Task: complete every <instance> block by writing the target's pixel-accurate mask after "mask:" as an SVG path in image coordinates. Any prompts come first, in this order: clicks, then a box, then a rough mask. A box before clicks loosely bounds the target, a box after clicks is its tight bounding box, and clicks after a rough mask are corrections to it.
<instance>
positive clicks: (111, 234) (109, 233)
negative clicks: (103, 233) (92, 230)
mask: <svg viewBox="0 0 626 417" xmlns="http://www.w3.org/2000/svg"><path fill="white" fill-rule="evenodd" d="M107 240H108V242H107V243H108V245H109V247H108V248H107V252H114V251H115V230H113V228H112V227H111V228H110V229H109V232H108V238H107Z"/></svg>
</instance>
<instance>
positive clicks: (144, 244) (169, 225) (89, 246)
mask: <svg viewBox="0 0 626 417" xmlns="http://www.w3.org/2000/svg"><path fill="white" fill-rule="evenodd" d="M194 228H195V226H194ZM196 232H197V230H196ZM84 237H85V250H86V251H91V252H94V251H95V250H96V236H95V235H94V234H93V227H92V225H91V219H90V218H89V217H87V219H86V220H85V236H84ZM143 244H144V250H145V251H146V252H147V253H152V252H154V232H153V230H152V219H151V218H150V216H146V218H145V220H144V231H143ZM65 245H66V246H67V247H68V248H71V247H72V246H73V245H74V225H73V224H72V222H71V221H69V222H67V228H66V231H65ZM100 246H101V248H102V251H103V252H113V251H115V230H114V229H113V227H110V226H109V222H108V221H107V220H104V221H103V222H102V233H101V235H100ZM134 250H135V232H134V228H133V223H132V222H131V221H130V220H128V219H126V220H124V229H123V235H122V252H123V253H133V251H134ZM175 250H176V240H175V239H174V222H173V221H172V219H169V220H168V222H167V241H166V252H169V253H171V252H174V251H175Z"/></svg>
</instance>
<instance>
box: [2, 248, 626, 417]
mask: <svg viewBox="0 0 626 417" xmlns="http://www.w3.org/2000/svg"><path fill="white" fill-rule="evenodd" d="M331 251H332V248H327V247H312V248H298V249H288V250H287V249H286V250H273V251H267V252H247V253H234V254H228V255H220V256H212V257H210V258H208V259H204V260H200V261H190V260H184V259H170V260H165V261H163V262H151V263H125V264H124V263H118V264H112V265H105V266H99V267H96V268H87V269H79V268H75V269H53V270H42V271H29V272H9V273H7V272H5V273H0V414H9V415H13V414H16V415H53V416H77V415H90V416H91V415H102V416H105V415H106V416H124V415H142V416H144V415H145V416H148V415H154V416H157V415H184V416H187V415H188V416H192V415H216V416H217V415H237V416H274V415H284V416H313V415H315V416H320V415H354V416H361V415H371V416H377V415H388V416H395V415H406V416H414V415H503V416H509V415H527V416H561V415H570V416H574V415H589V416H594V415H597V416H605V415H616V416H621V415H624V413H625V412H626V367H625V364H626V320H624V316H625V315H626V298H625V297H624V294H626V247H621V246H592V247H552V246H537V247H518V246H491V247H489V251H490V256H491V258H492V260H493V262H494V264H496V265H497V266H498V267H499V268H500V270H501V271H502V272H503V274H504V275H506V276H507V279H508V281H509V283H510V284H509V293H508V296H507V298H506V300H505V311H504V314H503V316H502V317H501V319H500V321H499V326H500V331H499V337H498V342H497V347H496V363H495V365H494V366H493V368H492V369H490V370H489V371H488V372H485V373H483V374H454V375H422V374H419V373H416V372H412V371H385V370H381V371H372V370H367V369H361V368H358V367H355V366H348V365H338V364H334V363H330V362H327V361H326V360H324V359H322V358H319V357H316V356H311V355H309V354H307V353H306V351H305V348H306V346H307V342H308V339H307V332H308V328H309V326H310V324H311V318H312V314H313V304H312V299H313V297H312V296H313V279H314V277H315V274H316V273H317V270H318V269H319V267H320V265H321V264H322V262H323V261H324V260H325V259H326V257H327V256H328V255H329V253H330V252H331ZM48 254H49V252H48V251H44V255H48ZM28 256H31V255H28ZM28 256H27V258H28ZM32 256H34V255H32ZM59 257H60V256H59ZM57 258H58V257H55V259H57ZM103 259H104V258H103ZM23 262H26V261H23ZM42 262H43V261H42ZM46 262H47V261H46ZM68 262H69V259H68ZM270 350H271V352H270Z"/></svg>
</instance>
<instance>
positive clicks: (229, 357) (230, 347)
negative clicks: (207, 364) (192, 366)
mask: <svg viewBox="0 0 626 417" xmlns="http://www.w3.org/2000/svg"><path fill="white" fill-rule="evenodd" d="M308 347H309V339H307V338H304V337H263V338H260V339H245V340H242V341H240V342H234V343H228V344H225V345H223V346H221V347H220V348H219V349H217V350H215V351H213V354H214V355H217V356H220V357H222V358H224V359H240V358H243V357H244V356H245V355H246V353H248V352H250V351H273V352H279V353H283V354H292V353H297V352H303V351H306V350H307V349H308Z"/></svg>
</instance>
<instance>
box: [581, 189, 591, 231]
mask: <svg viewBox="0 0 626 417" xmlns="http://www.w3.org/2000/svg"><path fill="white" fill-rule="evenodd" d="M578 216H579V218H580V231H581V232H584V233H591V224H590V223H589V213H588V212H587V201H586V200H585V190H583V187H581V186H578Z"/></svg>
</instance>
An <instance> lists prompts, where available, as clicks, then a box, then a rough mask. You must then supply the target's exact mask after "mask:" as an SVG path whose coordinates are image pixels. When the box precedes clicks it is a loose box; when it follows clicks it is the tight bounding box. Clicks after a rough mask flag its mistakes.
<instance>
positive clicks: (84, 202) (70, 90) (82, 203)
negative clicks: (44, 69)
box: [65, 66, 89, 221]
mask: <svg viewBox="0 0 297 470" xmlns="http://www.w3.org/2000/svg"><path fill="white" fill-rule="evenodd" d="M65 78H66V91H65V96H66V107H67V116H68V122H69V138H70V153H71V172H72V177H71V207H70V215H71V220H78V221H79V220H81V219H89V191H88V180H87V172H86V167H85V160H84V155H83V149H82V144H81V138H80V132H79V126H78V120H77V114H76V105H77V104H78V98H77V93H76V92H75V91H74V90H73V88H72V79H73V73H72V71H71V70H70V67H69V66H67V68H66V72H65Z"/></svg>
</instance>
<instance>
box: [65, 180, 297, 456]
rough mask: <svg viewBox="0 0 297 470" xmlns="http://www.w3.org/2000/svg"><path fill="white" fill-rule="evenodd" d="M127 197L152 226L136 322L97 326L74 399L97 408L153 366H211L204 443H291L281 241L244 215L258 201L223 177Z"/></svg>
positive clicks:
§ §
Reproduce all of the rows above, character for character, without changing anything.

Task: complete every <instance> block by writing the target's pixel-accurate mask after "mask:" as an SVG path in image coordinates. Any prompts come first, in this order: clicks, then a box, then a rough mask. A box before clicks loosely bounds the target, a box after clicks is its tight bounding box, and clicks after a rough mask are corrections to it.
<instance>
positive clicks: (111, 234) (109, 233)
negative clicks: (103, 233) (92, 230)
mask: <svg viewBox="0 0 626 417" xmlns="http://www.w3.org/2000/svg"><path fill="white" fill-rule="evenodd" d="M107 240H108V242H107V243H108V245H109V247H108V248H107V252H114V251H115V230H113V228H112V227H111V228H110V229H109V232H108V238H107Z"/></svg>
</instance>
<instance>
positive clicks: (144, 244) (169, 225) (89, 246)
mask: <svg viewBox="0 0 626 417" xmlns="http://www.w3.org/2000/svg"><path fill="white" fill-rule="evenodd" d="M194 228H195V226H194ZM196 232H197V230H196ZM84 237H85V250H86V251H91V252H94V251H95V250H96V236H95V235H94V234H93V227H92V225H91V219H90V218H89V217H87V219H86V220H85V236H84ZM143 244H144V250H145V251H146V252H147V253H152V252H154V232H153V230H152V219H151V218H150V216H146V218H145V220H144V231H143ZM65 245H66V246H67V247H68V248H71V247H72V246H73V245H74V225H73V224H72V222H71V221H69V222H67V228H66V231H65ZM100 246H101V248H102V251H103V252H113V251H115V230H114V229H113V227H110V226H109V222H108V221H107V220H104V221H103V222H102V233H101V235H100ZM134 250H135V232H134V228H133V223H132V222H131V221H130V220H128V219H126V220H124V229H123V235H122V252H123V253H133V251H134ZM175 250H176V240H175V239H174V222H173V221H172V219H169V220H168V222H167V241H166V252H169V253H171V252H174V251H175Z"/></svg>
</instance>
<instance>
box: [2, 248, 626, 417]
mask: <svg viewBox="0 0 626 417" xmlns="http://www.w3.org/2000/svg"><path fill="white" fill-rule="evenodd" d="M331 251H332V248H327V247H312V248H298V249H288V250H287V249H286V250H273V251H267V252H247V253H234V254H228V255H220V256H212V257H210V258H208V259H204V260H200V261H190V260H184V259H170V260H165V261H163V262H151V263H125V264H124V263H118V264H112V265H105V266H99V267H96V268H87V269H79V268H75V269H53V270H42V271H29V272H9V273H7V272H5V273H0V414H9V415H13V414H16V415H53V416H77V415H90V416H91V415H102V416H105V415H106V416H124V415H142V416H144V415H145V416H148V415H154V416H157V415H184V416H187V415H188V416H192V415H216V416H217V415H237V416H274V415H284V416H313V415H315V416H320V415H354V416H361V415H371V416H377V415H388V416H395V415H406V416H414V415H503V416H509V415H527V416H561V415H570V416H574V415H589V416H594V415H597V416H605V415H616V416H621V415H624V413H625V412H626V367H625V364H626V320H624V316H625V315H626V298H625V297H624V294H626V247H621V246H592V247H552V246H537V247H518V246H491V247H489V251H490V256H491V258H492V260H493V262H494V264H496V265H497V266H498V267H499V268H500V270H501V271H502V272H503V274H504V275H506V276H507V279H508V281H509V283H510V284H509V293H508V296H507V298H506V300H505V311H504V314H503V316H502V317H501V319H500V321H499V326H500V331H499V337H498V342H497V347H496V363H495V365H494V366H493V368H492V369H490V370H489V371H488V372H485V373H483V374H454V375H422V374H419V373H416V372H412V371H385V370H381V371H372V370H367V369H361V368H358V367H355V366H348V365H338V364H334V363H330V362H327V361H326V360H324V359H322V358H319V357H316V356H311V355H309V354H307V353H306V351H305V348H306V346H307V342H308V339H307V332H308V328H309V326H310V324H311V318H312V314H313V304H312V299H313V297H312V296H313V279H314V277H315V274H316V273H317V270H318V269H319V267H320V265H321V264H322V262H323V261H324V260H325V259H326V257H327V256H328V255H329V253H330V252H331ZM48 254H49V252H48V251H44V255H48ZM28 256H31V255H28ZM28 256H27V258H28ZM32 256H34V255H32ZM59 257H60V256H59ZM57 258H58V257H55V259H57ZM103 259H104V258H103ZM23 262H26V261H23ZM42 262H43V261H42ZM46 262H47V261H46ZM68 262H69V259H68ZM270 350H271V352H270Z"/></svg>
</instance>
<instance>
positive clicks: (229, 357) (230, 347)
negative clicks: (207, 364) (192, 366)
mask: <svg viewBox="0 0 626 417" xmlns="http://www.w3.org/2000/svg"><path fill="white" fill-rule="evenodd" d="M308 347H309V339H307V338H304V337H263V338H260V339H245V340H242V341H240V342H234V343H228V344H225V345H223V346H221V347H220V348H219V349H217V350H215V351H213V354H214V355H217V356H220V357H222V358H224V359H240V358H243V357H244V356H245V355H246V353H248V352H250V351H273V352H279V353H283V354H292V353H297V352H303V351H306V350H307V349H308Z"/></svg>
</instance>
<instance>
box: [581, 189, 591, 231]
mask: <svg viewBox="0 0 626 417" xmlns="http://www.w3.org/2000/svg"><path fill="white" fill-rule="evenodd" d="M578 216H579V218H580V231H581V232H584V233H591V224H590V223H589V213H588V212H587V201H586V200H585V190H583V187H581V186H578Z"/></svg>
</instance>
An <instance> lists prompts, where available, as clicks, then a box, then a rough mask. You must then supply the target's exact mask after "mask:" as an SVG path whose coordinates are image pixels. When the box precedes clicks it is a loose box; when it follows clicks it is the tight bounding box. Clicks after a rough mask flag its mistakes.
<instance>
positive clicks: (84, 202) (70, 90) (82, 203)
negative clicks: (44, 69)
box: [65, 66, 89, 221]
mask: <svg viewBox="0 0 297 470" xmlns="http://www.w3.org/2000/svg"><path fill="white" fill-rule="evenodd" d="M65 78H66V91H65V96H66V107H67V116H68V122H69V138H70V153H71V172H72V177H71V207H70V215H71V220H78V221H79V220H81V219H89V191H88V180H87V172H86V167H85V160H84V155H83V149H82V144H81V138H80V132H79V126H78V120H77V114H76V105H77V104H78V98H77V93H76V92H75V91H74V90H73V88H72V79H73V73H72V71H71V70H70V67H69V66H67V68H66V72H65Z"/></svg>
</instance>
<instance>
box: [65, 180, 297, 456]
rough mask: <svg viewBox="0 0 297 470" xmlns="http://www.w3.org/2000/svg"><path fill="white" fill-rule="evenodd" d="M127 197L152 226L136 322L97 326L74 399L97 408L153 366H211L204 443H291L281 241L244 215L258 201L223 177Z"/></svg>
positive clicks:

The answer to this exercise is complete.